### [Passage for review]
GIPF’s Tentacles … where government workers’ billions are invested

At the end of the month, when government workers receive their payslips, a small line towards the bottom of the document connects everyone – from cleaning staff to senior government officials – to the richest companies in the world.

These monthly deductions are towards the Government Institutions Pension Fund (GIPF), the largest investment fund in the country, valued at N$136,2 billion, with shares in over 700 companies all over the world.

Those shares, in turn, mean that everyone who contributes to the fund owns a tiny part of automakers, diamond mines, casinos, movie makers, and even Silicon Valley.

The funds seemingly simple mission is to take monthly retirement contributions from workers, invest them wisely, and pay out pensions upon workers retirement.

The governments 101 000 employees each pay 8% of their salary, and the government matches that with an amount equal to 16% of their salary.

“The money contributed needs to be invested wisely to be able to pay out the promised benefits to these members and their dependants upon retirement,” says PSG Namibias former head of research, Eloise du Plessis.

### [Dataset extract]
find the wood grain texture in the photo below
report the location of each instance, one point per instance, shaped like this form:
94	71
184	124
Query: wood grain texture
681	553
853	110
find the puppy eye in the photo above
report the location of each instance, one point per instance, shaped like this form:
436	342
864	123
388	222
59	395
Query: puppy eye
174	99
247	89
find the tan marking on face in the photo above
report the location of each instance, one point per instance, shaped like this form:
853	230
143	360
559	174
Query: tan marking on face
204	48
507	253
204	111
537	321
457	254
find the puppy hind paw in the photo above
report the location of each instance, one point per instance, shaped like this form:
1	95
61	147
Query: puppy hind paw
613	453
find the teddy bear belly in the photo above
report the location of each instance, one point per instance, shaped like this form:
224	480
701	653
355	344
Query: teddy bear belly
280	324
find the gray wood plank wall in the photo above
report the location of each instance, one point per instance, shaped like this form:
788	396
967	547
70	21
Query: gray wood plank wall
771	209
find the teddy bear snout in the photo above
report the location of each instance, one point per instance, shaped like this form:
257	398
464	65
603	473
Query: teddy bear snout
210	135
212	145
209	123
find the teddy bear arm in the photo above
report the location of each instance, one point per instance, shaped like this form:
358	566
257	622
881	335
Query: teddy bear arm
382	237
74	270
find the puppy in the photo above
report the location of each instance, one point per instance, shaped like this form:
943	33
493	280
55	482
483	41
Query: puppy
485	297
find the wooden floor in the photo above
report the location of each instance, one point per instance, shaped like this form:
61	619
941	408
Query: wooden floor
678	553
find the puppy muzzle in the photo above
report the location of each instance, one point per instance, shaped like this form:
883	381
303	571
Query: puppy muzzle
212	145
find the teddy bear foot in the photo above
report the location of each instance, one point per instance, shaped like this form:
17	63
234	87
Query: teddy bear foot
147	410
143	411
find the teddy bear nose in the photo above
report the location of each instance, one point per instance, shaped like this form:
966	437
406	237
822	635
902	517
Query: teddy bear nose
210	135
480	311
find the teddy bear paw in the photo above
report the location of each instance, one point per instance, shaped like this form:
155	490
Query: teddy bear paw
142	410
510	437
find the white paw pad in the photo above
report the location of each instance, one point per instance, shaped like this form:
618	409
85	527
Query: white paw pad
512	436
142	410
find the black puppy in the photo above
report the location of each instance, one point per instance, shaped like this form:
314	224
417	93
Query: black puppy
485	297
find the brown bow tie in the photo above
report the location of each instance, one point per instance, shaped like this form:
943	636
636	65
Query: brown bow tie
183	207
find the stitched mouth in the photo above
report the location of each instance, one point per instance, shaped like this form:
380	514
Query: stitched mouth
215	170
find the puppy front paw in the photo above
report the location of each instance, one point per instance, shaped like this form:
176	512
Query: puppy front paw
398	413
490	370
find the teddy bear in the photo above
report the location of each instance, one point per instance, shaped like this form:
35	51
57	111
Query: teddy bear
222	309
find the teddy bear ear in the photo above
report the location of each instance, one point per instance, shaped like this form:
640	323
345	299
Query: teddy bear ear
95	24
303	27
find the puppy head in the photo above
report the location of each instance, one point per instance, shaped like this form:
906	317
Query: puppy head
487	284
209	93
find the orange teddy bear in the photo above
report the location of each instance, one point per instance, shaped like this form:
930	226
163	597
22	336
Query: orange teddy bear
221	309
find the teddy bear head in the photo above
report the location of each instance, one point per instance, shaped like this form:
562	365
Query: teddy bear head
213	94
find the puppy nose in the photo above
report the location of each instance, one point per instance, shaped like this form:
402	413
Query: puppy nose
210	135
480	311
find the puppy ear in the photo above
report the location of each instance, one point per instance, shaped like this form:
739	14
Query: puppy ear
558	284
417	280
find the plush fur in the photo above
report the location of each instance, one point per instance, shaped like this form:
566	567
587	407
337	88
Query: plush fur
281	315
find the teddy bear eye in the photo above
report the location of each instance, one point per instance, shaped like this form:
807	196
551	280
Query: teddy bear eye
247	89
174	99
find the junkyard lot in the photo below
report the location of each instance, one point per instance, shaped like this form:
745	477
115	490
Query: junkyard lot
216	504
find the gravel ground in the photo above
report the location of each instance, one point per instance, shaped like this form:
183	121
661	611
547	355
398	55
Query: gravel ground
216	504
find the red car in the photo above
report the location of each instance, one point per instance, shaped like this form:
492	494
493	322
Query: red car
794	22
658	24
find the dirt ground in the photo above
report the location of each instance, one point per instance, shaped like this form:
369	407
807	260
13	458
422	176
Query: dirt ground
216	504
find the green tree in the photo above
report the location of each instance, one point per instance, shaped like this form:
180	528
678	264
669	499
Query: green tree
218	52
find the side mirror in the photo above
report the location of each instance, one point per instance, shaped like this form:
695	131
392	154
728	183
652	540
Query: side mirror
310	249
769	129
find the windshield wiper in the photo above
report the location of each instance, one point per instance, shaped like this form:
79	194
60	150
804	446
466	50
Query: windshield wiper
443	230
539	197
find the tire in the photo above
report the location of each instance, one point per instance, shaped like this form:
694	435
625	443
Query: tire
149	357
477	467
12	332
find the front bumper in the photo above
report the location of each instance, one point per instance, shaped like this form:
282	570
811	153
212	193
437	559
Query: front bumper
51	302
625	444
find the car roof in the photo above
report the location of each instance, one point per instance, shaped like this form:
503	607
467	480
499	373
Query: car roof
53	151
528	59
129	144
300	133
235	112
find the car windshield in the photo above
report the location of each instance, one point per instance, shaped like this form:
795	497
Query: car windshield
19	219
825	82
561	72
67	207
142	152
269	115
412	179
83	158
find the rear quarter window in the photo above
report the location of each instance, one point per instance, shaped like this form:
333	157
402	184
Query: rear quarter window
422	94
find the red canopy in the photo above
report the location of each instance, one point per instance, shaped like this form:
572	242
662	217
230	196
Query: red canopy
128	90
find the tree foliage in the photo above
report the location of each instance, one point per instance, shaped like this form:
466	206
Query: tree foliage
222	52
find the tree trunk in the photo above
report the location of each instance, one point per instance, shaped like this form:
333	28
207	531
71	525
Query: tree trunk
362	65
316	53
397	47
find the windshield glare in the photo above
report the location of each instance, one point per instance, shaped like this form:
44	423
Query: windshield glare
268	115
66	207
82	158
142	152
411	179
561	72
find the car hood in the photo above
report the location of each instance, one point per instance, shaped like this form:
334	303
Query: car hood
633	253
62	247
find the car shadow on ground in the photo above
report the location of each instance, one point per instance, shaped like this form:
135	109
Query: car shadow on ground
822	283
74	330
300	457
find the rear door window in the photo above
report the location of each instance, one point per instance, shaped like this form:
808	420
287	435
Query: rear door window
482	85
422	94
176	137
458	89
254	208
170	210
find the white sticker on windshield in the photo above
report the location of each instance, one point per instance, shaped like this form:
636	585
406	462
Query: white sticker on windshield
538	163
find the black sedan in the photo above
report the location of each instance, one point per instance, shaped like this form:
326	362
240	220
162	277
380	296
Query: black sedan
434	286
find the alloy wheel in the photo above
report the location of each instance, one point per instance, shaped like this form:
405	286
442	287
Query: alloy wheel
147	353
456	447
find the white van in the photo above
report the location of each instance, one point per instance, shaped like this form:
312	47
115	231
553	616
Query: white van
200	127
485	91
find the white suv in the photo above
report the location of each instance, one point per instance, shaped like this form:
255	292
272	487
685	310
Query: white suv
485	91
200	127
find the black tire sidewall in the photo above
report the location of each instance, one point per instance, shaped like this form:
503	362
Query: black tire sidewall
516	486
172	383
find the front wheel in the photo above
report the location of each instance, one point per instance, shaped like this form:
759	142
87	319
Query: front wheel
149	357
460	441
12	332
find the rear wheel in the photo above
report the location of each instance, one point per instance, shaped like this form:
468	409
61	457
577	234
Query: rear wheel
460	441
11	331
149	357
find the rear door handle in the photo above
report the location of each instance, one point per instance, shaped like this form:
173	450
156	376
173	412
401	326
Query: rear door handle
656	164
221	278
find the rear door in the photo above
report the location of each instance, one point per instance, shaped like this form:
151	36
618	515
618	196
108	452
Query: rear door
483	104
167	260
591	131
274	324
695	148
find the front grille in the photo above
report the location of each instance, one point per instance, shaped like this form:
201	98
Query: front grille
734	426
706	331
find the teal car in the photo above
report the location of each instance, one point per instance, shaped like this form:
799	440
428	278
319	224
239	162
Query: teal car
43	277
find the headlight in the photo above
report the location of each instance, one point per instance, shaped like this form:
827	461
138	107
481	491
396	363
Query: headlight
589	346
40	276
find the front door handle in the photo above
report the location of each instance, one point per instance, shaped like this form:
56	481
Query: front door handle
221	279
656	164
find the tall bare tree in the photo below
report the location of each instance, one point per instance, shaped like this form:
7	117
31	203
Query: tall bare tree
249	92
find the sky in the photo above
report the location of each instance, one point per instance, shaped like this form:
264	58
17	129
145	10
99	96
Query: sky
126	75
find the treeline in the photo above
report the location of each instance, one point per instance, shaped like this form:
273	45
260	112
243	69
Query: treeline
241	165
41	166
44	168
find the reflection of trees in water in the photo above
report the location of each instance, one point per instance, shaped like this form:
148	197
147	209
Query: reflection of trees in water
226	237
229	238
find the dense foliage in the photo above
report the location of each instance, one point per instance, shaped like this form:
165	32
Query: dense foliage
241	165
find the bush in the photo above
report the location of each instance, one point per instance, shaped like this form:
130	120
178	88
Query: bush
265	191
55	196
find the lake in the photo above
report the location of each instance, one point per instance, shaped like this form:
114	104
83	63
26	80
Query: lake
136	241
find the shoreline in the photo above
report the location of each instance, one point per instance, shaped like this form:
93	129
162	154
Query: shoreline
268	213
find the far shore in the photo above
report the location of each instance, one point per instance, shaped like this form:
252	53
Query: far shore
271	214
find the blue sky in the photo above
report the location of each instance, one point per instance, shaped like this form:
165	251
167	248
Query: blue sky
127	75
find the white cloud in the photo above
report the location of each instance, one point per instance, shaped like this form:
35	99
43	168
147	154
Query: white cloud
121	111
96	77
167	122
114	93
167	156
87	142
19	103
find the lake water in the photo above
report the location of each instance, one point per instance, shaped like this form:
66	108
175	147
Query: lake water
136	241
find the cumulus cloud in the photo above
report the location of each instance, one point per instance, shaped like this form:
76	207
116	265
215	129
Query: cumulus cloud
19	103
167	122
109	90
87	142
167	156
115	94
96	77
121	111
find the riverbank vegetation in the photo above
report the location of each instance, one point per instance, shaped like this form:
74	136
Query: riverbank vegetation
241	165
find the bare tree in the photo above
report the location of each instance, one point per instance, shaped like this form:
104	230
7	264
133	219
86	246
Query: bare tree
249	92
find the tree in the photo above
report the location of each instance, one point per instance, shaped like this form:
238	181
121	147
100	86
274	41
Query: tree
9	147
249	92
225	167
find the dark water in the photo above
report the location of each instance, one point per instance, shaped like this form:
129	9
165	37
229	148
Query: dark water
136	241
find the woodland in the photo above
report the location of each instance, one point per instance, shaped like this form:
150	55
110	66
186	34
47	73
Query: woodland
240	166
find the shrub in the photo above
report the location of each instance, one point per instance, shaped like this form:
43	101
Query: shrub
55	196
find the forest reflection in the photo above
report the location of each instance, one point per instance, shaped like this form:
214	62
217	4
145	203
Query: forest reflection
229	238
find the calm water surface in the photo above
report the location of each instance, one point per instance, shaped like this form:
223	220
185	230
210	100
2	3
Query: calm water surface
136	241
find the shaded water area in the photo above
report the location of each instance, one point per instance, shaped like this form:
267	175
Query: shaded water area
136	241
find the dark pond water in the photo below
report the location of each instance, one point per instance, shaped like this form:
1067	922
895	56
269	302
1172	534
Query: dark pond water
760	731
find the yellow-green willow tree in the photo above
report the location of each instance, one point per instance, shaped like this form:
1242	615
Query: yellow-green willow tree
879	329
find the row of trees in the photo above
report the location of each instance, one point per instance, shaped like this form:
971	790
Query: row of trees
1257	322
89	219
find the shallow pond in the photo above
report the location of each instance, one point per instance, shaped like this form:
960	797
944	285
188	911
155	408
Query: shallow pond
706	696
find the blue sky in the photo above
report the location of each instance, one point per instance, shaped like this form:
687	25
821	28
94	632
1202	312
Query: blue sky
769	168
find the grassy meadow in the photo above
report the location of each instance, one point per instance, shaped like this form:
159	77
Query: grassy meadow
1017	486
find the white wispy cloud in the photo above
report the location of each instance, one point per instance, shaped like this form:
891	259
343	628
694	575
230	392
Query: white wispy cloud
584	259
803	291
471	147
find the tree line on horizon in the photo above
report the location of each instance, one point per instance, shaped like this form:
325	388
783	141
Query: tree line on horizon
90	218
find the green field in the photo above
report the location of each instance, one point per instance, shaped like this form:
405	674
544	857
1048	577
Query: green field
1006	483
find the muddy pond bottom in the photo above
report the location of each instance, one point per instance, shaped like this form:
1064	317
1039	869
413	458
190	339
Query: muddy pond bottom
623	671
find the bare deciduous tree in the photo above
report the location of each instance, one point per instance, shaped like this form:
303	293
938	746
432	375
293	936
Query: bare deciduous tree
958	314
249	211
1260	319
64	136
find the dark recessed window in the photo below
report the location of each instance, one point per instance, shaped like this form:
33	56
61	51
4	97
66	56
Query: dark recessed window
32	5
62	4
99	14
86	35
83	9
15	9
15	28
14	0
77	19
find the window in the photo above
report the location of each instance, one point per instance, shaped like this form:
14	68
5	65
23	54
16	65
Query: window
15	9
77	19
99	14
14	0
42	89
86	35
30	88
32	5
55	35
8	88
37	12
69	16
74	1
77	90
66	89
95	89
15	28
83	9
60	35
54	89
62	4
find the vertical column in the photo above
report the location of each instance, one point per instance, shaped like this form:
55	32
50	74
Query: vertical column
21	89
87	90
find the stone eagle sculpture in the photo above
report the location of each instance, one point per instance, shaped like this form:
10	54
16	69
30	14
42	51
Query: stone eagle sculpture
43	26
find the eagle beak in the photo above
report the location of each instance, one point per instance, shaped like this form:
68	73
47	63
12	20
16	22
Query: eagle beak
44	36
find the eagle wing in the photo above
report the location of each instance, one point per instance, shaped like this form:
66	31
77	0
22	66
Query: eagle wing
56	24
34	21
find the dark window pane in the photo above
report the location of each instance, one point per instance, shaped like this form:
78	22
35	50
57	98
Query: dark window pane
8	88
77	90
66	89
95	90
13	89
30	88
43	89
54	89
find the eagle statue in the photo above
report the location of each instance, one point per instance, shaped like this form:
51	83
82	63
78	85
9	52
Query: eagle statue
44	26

### [Exercise details]
Summarize the text above about the Government Institutions Pension Fund in two sentences.

### [Finished task]
Government workers make monthly deductions to the Government Institutions Pension Fund (GIPF), the country's largest investment fund, which holds shares in over 700 companies worldwide and so makes every contributor a tiny part-owner of businesses ranging from automakers and diamond mines to Silicon Valley. The government's employees each pay 8% of their salary, the government adds an amount equal to 16% of their salary, and the fund's task is to invest this money wisely so it can pay out pensions when workers retire.